YOUR TASKS:
1 – In the Julie Alexander biography, what two jobs did Alexander take after leaving school to pay for drama lessons?
2 – Transcribe the stretch of the Julie Alexander biography that opens with the words containing "During her brief" and closes with "of WHO (1961).".
3 – Summarize the Julie Alexander biography in two sentences.

PAGE EXCERPT:
+ + + + + + +
- Julie Alexander in The Pure Hell of St Trinian's (1960)
- Born: Julia Yvonne Alexander 9 May 1938 Fulham, London, England
- Died: 31 January 2003 (aged 64) Battersea, London, England
- Occupations: Model, actress
- Height: 5 ft 4 in (163 cm)
- Spouse: Robert Breckman ​(m. 1979)​

= Julie Alexander =

British model and actress (1938–2003)

Julie Alexander (9 May 1938 – 31 January 2003) was a British model and actress of the late 1950s and early 1960s known for playing glamorous roles including Rosalie Dawn in The Pure Hell of St Trinian's.

==Biography==
===Early years===
Born in Fulham in London as Julia Yvonne Alexander, on leaving school Alexander worked in an insurance office and then for an optician to pay for drama lessons.

===Career===
At 5 feet 4 inches tall, Alexander was originally a model and pin-up girl appearing in Charm and Lush and on the covers of Blighty and Carnival magazines in 1956, the Turkish magazine Hayat in 1957, Tit-Bits in 1958 and 1959 and The Weekly News in 1959 and in a number of TV commercials before moving into acting. Her television appearances included The Mythmakers (1958), ITV Play of the Week (1958), Mary in Tell It to the Marines (1959), Play Your Hunch as herself (1961), The Strange World of Gurney Slade (1960), Dahlia MacNamara in William (1962) and Lady Rosalie in three episodes of Richard the Lionheart (1962).

During her brief acting career she appeared in the films Hello London (1958), Operation Bullshine (1959), Dentist in the Chair (1960), The Pure Hell of St Trinian's (1960), The Terror of the Tongs (1961) and A Matter of WHO (1961).
+ + + + + + +
GIVEN INFORMATION:
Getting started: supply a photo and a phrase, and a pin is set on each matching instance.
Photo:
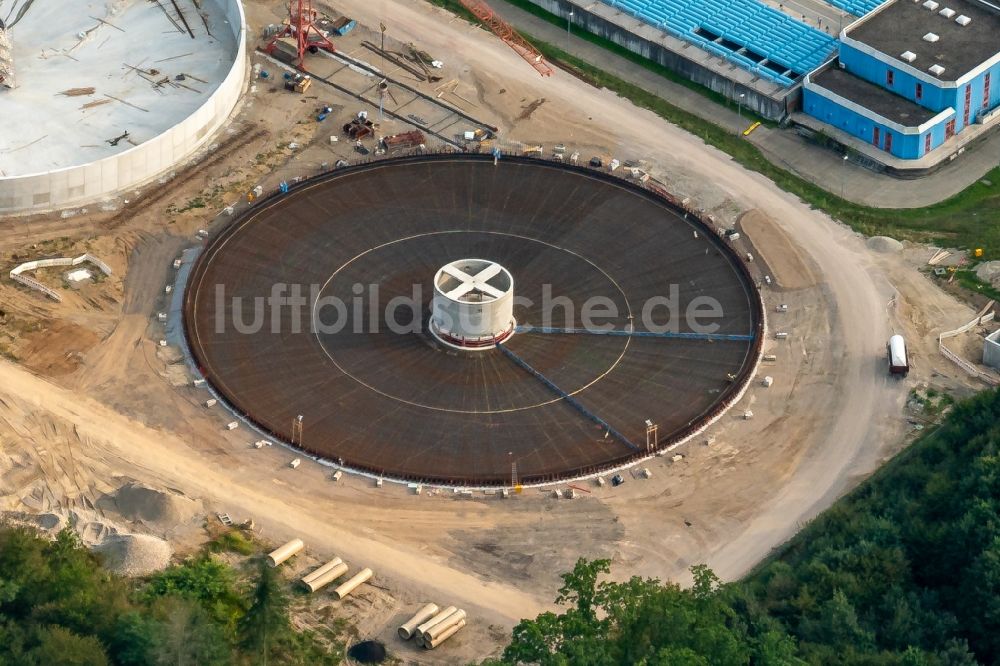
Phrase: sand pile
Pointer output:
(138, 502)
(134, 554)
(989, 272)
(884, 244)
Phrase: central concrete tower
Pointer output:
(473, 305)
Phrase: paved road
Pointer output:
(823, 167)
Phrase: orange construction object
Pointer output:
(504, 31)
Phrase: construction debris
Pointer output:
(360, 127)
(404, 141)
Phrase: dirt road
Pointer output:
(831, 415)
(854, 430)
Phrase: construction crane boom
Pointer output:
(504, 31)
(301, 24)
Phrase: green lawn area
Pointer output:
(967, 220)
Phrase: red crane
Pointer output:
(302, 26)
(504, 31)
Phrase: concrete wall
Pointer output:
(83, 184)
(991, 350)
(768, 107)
+ + + + + + +
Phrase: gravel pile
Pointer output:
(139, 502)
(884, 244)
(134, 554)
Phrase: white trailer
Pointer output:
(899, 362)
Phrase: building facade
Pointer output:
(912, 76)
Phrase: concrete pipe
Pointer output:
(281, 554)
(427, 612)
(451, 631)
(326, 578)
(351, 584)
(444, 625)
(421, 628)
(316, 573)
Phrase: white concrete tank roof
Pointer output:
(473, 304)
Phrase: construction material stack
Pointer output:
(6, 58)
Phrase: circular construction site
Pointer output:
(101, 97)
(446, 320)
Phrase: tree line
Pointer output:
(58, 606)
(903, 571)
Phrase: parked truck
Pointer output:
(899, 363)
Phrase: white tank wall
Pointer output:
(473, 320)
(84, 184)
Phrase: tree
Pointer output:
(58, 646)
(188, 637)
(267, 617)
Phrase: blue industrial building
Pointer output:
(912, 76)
+ + + + + + +
EXPECTED RESPONSES:
1 – She worked in an insurance office and then for an optician.

2 –
During her brief acting career she appeared in the films Hello London (1958), Operation Bullshine (1959), Dentist in the Chair (1960), The Pure Hell of St Trinian's (1960), The Terror of the Tongs (1961) and A Matter of WHO (1961).

3 – Julie Alexander (1938–2003) was a British model and actress of the late 1950s and early 1960s, born in Fulham, London, who appeared as a pin-up and on magazine covers before turning to acting. Her brief acting career included television roles and films such as The Pure Hell of St Trinian's (1960), in which she played Rosalie Dawn.